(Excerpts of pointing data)
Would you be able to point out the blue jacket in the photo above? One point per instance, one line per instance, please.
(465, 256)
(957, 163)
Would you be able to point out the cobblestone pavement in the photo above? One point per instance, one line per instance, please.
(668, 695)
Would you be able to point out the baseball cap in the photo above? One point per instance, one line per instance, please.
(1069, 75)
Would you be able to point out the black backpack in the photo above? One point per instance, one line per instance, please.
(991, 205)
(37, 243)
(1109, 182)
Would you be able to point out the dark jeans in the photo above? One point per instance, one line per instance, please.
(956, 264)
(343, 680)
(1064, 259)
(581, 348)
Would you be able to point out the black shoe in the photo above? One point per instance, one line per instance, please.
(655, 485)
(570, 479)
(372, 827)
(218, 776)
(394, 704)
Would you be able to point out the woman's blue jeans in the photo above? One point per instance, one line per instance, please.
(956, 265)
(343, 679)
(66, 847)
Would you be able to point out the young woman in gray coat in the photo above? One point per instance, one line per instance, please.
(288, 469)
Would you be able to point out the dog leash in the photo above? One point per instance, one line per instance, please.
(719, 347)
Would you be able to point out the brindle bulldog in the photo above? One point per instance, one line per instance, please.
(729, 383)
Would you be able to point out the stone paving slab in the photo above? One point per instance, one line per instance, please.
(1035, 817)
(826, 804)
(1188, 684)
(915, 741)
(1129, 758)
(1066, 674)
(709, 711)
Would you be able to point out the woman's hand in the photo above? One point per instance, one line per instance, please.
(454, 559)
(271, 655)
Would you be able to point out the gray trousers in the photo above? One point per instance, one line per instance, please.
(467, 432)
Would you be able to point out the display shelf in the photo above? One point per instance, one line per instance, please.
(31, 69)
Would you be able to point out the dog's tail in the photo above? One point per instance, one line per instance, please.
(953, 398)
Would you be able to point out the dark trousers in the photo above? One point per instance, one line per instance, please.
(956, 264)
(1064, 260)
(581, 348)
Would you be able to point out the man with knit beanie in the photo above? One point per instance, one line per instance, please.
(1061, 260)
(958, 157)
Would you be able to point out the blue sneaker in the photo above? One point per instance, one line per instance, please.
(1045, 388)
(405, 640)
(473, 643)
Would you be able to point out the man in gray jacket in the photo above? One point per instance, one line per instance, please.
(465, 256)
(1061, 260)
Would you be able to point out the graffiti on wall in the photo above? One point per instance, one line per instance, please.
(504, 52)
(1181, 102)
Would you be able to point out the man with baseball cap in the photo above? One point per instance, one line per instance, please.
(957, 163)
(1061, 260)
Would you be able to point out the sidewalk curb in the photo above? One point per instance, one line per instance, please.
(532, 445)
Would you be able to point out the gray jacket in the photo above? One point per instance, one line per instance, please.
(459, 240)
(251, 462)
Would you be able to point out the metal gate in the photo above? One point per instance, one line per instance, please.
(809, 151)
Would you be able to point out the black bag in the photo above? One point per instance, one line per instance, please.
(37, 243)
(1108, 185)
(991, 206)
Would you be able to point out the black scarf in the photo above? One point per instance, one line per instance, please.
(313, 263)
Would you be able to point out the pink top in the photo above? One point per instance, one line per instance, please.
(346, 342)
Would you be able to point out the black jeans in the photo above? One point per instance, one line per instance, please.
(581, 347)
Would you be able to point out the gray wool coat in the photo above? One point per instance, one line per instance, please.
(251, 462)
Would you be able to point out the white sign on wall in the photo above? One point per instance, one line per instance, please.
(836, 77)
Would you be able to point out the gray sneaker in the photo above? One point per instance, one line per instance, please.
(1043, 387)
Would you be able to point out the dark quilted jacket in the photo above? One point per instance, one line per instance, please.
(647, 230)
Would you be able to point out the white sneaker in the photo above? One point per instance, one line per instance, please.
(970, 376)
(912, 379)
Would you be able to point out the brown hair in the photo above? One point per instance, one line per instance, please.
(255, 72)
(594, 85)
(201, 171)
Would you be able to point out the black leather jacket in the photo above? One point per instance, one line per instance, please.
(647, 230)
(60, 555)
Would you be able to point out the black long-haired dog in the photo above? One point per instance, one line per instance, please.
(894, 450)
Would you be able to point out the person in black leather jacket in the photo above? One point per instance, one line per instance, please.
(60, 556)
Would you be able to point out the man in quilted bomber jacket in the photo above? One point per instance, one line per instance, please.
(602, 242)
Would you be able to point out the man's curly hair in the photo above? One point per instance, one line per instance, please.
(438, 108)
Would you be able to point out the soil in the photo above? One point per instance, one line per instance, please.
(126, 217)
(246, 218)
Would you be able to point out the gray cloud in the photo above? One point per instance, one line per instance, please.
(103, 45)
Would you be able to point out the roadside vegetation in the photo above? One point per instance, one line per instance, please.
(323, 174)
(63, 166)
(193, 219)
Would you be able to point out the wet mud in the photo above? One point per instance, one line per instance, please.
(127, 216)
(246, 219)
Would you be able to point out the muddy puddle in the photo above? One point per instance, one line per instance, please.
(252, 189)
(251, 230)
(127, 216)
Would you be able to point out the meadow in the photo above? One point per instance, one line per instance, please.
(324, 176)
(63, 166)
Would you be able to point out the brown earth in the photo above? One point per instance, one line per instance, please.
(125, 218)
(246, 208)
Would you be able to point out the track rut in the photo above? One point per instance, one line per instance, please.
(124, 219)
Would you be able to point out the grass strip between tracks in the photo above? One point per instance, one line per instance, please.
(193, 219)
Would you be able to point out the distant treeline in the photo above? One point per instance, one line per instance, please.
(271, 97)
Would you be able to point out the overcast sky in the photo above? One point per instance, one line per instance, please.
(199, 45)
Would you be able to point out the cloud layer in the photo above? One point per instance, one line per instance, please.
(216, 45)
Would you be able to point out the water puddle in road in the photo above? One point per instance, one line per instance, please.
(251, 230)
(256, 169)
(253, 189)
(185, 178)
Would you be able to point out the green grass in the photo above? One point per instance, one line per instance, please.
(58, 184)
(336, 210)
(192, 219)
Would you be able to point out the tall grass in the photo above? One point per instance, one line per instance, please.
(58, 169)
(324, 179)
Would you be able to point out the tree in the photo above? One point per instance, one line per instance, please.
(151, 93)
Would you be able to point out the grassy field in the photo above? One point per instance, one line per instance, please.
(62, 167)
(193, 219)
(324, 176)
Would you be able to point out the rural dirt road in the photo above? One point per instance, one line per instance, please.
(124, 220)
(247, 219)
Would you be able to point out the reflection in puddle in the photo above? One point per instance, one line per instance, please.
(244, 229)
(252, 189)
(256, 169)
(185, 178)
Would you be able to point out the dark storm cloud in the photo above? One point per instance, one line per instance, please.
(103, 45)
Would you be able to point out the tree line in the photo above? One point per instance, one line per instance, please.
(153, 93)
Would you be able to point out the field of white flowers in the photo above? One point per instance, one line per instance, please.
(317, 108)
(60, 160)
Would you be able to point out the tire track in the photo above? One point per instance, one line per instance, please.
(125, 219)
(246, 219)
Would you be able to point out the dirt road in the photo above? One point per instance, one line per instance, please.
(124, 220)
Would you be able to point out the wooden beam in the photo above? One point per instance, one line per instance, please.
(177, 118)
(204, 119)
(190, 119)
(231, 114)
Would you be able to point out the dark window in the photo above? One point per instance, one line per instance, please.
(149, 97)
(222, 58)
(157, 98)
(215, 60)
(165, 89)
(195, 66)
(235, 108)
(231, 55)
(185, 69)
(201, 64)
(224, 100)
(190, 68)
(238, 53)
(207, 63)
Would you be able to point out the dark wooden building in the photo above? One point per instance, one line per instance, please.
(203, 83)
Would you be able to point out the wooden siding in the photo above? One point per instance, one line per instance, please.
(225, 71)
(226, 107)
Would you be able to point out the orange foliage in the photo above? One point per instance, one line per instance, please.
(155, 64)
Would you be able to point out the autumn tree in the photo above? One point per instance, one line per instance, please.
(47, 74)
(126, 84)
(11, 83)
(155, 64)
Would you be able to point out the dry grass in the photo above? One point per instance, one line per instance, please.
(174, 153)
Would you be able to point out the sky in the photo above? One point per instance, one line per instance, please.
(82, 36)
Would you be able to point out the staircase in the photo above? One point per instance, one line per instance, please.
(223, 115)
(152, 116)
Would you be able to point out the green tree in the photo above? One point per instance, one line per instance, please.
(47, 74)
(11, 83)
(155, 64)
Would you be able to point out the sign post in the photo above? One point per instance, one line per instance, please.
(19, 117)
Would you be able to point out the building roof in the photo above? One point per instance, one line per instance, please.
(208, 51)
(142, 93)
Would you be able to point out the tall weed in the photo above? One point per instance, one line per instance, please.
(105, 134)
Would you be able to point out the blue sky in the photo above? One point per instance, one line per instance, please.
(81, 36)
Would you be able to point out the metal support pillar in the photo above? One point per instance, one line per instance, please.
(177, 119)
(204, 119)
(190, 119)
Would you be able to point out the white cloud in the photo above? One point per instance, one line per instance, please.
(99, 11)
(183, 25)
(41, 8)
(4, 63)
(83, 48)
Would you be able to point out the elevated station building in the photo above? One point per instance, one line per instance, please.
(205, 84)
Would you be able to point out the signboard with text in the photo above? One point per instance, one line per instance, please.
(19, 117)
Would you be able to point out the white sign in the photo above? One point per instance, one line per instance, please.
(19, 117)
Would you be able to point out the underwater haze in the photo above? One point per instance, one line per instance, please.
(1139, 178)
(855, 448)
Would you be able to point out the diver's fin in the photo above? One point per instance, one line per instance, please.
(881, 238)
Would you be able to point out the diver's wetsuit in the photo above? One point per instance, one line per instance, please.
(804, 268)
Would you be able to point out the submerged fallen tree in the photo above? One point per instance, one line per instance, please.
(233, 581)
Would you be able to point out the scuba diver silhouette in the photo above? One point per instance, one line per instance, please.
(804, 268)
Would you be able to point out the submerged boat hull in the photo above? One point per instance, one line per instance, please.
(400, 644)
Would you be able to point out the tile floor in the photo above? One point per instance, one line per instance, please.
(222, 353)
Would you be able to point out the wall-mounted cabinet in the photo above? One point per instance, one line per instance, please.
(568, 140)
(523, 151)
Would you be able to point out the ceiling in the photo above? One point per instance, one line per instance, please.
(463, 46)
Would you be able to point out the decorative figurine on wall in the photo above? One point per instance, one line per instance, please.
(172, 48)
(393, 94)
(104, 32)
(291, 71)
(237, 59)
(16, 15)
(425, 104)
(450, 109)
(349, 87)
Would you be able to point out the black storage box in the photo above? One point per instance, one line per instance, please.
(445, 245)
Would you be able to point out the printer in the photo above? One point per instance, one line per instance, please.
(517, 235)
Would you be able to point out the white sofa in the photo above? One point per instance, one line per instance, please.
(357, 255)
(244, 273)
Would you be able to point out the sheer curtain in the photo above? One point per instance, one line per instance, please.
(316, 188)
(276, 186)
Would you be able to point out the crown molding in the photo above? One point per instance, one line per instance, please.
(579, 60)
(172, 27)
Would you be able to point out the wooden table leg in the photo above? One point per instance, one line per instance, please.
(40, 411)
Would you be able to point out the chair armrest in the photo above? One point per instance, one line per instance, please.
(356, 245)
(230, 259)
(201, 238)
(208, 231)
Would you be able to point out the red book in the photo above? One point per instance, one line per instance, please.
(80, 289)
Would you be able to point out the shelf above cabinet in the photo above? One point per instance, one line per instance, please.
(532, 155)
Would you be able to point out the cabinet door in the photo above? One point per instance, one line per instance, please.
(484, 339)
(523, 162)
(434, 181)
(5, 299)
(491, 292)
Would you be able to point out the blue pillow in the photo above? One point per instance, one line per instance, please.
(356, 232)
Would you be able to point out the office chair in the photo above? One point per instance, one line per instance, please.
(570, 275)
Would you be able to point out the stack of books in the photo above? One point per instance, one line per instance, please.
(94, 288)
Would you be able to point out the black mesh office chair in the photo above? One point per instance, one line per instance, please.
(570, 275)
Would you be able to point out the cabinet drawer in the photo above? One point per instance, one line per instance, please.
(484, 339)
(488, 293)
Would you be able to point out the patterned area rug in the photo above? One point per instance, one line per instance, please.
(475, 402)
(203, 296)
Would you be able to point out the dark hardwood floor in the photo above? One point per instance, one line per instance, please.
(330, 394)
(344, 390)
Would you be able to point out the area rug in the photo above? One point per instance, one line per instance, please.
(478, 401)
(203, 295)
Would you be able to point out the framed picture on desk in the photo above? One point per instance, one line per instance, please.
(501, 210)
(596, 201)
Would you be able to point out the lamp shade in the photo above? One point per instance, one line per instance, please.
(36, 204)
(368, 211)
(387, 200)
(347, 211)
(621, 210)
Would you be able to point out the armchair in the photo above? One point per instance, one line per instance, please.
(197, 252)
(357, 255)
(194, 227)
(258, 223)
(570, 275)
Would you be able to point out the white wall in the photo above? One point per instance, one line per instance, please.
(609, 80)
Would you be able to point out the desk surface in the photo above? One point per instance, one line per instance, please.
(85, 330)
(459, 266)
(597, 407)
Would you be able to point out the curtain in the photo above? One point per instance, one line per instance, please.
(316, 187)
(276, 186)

### EXERCISE PROMPT
Swap "backpack" for "rucksack" in the rows running from the start through the line containing "(1109, 182)". Write those lines out again with no other changes.

### ANSWER FOR THIS EXERCISE
Would you be able to point out the blue jacket in the photo above? One point per instance, one line per instance, please.
(465, 256)
(957, 163)
Would you be able to point out the cobblestone pavement in the photo above? One point per instance, one line per instance, please.
(668, 695)
Would you be able to point out the baseball cap in the photo above? One point per instance, one line per instance, please.
(1069, 75)
Would you be able to point out the black rucksack in the photo above? One point per instance, one line per instance, please.
(991, 205)
(37, 243)
(1109, 182)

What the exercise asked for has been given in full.